### [WHAT IS BEING ASKED]
Check each line of the material below for "with", then copy the ones that contain it.

### [MATERIAL PROVIDED]

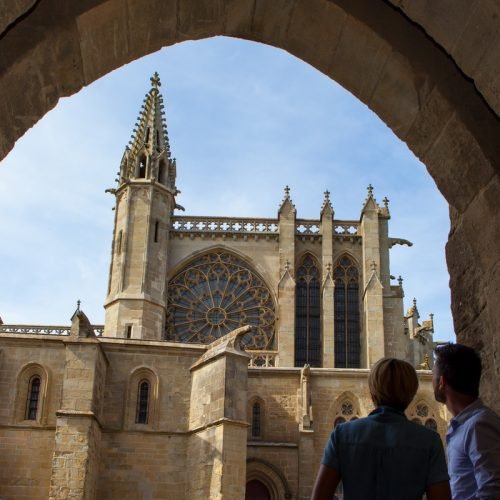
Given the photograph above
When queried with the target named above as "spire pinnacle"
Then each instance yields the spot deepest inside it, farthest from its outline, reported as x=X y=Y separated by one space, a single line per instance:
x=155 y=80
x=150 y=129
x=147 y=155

* * *

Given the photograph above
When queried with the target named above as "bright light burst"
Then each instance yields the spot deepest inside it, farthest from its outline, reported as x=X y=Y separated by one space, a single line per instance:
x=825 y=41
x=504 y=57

### [ANSWER TO THIS TASK]
When queried with the target named above as "spire pinnacle"
When queried with the target named above as "bright light burst"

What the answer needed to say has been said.